For this exercise, copy each line of the records that contains the word "brown".

■ DATA SHOWN ■
-- Opening Marker --

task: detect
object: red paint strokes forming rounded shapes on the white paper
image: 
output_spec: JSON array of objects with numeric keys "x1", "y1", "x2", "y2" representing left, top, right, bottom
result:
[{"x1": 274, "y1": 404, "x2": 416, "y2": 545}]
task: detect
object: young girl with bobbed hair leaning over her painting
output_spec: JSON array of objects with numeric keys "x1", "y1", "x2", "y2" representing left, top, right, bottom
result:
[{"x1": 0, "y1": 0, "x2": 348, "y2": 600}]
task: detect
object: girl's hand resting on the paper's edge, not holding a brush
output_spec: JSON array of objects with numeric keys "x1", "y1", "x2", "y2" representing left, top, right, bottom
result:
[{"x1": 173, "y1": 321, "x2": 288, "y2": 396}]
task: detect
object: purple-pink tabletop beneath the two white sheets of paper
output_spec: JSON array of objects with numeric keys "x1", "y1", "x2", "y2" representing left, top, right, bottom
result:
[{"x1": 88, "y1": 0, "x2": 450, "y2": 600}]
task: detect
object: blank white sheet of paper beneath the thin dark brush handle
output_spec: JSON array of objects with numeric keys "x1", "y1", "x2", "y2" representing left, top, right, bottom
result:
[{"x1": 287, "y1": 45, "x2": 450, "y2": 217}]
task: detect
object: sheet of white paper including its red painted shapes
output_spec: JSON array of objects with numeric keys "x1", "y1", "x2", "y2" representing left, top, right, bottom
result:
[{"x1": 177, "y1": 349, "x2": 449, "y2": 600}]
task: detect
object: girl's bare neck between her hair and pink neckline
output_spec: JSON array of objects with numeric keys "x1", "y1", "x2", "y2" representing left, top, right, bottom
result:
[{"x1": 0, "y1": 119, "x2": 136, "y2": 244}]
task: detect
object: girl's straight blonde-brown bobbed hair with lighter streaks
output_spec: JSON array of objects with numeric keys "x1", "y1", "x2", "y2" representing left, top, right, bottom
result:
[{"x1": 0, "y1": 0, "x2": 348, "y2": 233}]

-- Closing Marker --
-- Opening Marker --

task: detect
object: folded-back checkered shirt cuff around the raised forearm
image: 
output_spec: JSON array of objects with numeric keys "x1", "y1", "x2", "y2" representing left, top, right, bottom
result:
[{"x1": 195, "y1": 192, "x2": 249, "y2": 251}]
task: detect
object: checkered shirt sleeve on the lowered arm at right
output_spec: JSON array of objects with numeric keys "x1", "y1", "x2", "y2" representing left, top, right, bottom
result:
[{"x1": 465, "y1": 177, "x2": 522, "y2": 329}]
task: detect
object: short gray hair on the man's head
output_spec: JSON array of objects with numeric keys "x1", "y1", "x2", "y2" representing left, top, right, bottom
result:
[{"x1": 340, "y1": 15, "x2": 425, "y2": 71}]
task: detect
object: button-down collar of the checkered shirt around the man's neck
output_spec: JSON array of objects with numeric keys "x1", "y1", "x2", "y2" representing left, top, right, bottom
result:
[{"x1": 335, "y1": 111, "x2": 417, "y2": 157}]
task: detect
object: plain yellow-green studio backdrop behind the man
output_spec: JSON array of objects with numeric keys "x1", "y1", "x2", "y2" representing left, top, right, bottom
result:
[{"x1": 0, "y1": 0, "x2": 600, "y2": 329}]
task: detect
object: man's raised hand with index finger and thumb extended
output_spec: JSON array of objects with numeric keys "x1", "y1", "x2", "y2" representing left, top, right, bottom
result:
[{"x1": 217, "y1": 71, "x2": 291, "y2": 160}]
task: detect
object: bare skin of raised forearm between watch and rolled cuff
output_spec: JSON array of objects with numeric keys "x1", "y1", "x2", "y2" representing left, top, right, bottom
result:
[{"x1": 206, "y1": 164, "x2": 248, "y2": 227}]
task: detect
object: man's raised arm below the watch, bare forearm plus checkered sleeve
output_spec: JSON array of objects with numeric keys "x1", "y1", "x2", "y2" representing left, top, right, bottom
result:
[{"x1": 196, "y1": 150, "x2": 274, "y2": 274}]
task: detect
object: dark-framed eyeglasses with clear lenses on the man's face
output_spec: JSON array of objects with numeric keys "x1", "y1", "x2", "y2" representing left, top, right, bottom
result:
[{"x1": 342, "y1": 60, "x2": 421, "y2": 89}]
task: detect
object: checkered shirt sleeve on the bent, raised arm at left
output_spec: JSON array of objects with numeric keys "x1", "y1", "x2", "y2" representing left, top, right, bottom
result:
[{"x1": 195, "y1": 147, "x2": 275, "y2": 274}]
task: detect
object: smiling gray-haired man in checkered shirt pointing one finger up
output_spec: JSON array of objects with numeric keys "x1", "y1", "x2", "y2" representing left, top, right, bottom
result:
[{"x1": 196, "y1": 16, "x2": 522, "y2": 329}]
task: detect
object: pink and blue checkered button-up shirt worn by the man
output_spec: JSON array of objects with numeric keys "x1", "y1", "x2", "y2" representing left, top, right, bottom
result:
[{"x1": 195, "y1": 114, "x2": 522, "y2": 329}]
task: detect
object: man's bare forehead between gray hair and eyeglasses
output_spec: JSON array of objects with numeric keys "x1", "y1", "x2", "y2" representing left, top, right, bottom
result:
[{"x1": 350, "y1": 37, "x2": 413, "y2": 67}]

-- Closing Marker --
-- Opening Marker --

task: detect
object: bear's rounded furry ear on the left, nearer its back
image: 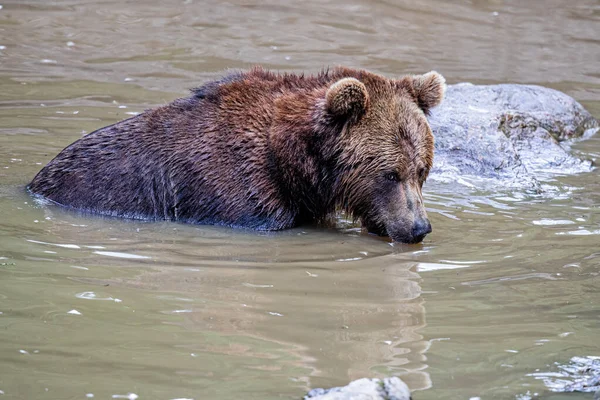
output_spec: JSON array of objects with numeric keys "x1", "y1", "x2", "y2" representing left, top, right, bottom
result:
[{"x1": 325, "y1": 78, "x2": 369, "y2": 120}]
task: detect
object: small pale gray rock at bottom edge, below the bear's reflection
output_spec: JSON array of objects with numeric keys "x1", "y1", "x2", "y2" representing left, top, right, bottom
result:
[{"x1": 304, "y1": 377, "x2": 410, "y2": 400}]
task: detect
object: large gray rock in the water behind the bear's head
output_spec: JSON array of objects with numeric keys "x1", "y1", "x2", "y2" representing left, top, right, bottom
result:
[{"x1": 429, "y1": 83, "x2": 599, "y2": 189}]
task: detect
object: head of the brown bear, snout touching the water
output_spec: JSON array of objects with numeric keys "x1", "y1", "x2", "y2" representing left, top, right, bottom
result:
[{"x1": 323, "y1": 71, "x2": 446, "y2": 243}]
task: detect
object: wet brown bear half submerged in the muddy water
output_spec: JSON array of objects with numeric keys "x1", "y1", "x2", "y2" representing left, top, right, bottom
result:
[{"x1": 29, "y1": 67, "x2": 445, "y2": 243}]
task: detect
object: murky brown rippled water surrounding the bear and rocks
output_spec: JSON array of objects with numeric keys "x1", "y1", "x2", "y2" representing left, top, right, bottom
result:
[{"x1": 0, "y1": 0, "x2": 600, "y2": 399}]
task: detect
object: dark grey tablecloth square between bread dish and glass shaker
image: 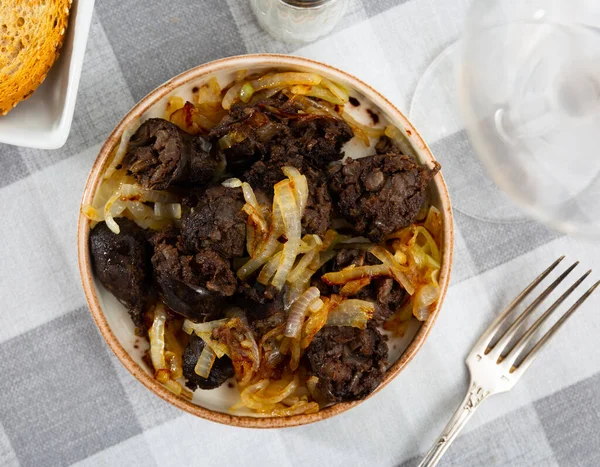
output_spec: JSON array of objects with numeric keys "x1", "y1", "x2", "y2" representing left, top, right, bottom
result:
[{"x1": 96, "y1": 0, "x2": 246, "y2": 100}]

-- Closing Marker --

■ SOLUTION TO THIS PROBLEM ■
object: girl's straight blonde-brown bobbed hair with lighter streaks
object: head of the brown bear, snout touching the water
object: wet brown bear half submerged in the muddy water
object: murky brown rippled water surrounding the bear and rocks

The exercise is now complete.